=== THE DATA ===
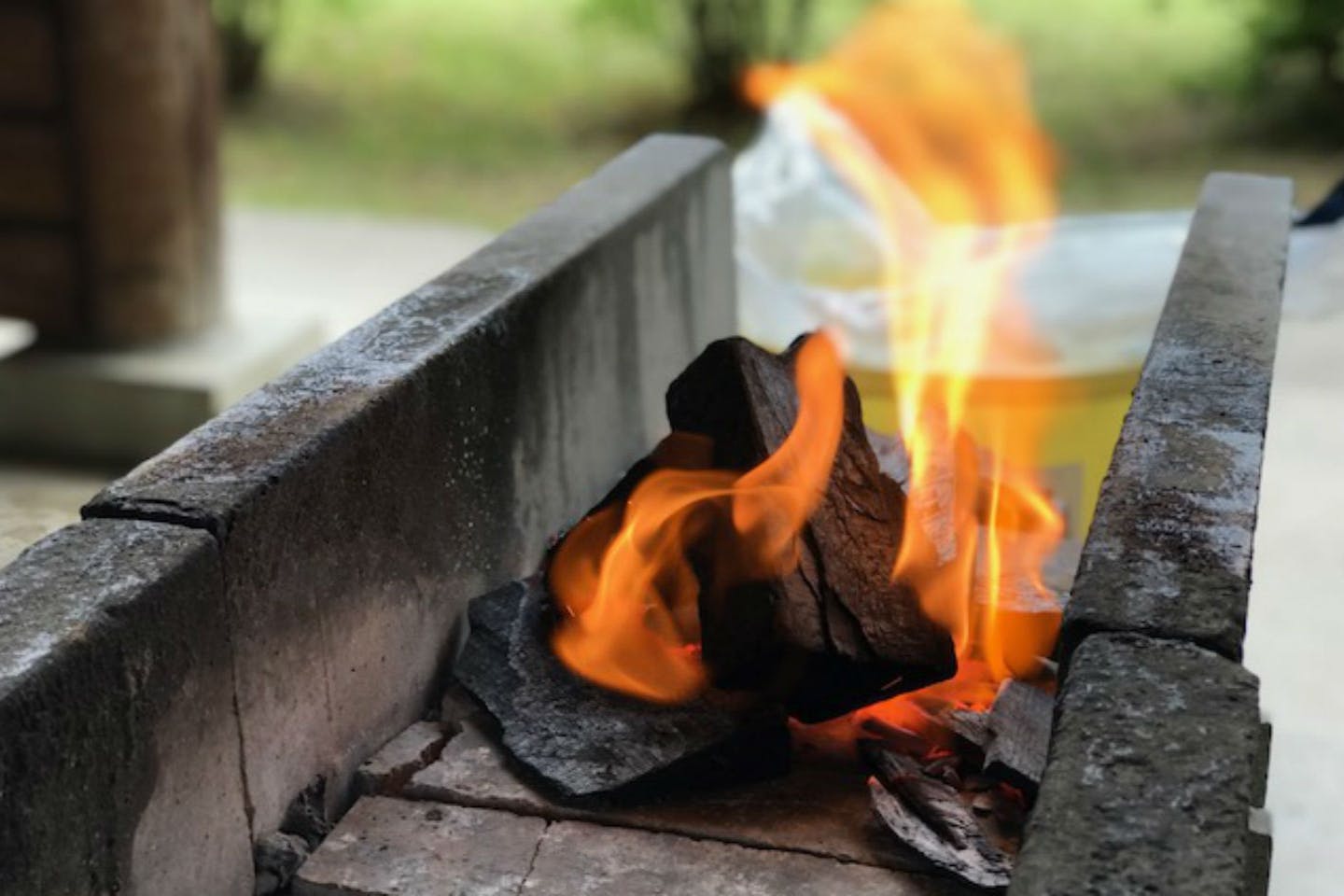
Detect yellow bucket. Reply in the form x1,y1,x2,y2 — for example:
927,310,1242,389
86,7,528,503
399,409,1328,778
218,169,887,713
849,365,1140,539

==

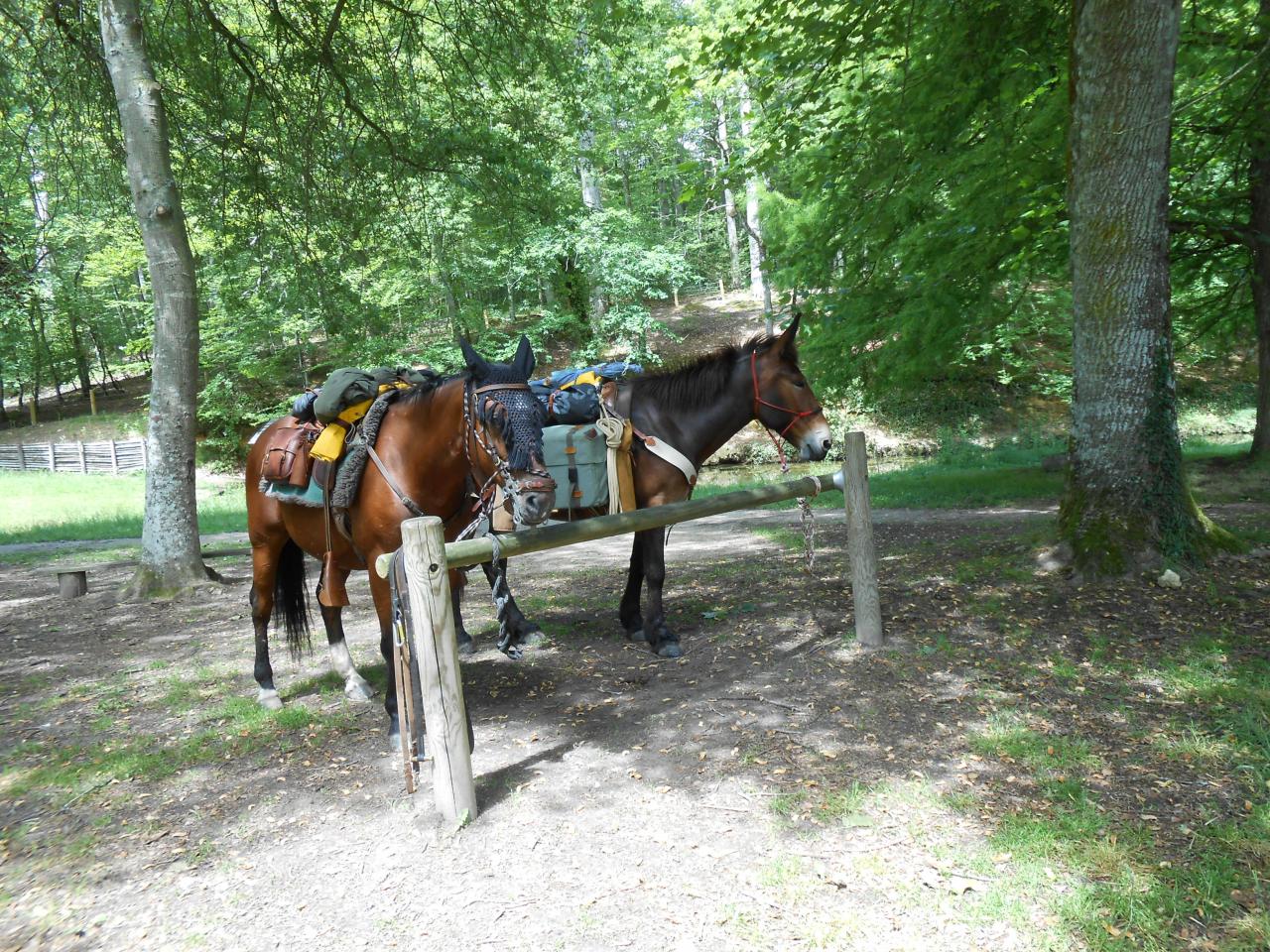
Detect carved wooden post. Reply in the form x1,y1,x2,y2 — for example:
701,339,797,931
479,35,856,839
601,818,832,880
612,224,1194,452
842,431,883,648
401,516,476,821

=== DIRECTION ===
Count the lines above that contain the string "example", matching case exactly, and reply with the number only.

=== CORRECT ANSWER ===
2